- _THE INPUT_:
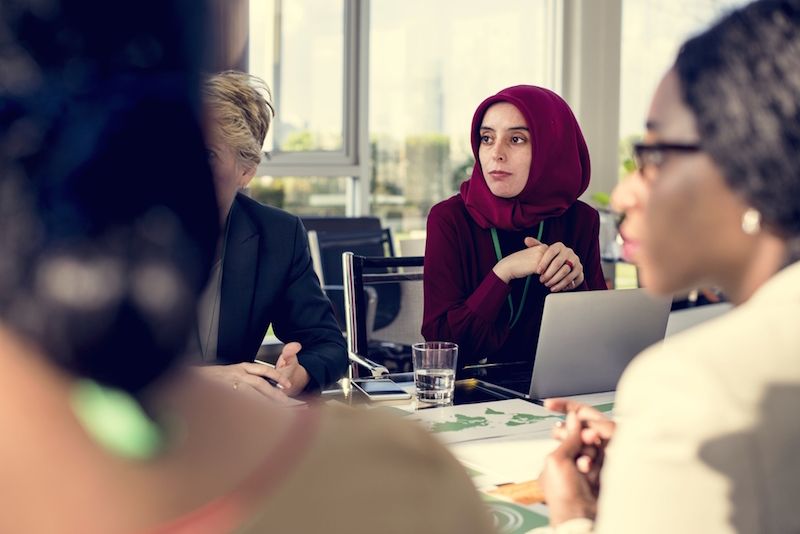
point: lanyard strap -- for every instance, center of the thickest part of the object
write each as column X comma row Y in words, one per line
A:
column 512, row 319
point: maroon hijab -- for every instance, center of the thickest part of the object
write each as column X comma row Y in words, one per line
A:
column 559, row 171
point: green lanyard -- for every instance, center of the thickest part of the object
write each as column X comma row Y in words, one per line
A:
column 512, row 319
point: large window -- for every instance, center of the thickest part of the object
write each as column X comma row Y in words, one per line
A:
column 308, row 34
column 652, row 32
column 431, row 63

- _EXERCISE REQUIREMENTS_: Give back, unchanged, the line containing "point: large window" and each line that comes after it in the entries above, ending with the last.

- _EXERCISE OUTPUT_:
point: large window -- for every instance, center of the thickest part of the object
write each as column X comma row Y in words, one per line
A:
column 308, row 34
column 652, row 32
column 431, row 63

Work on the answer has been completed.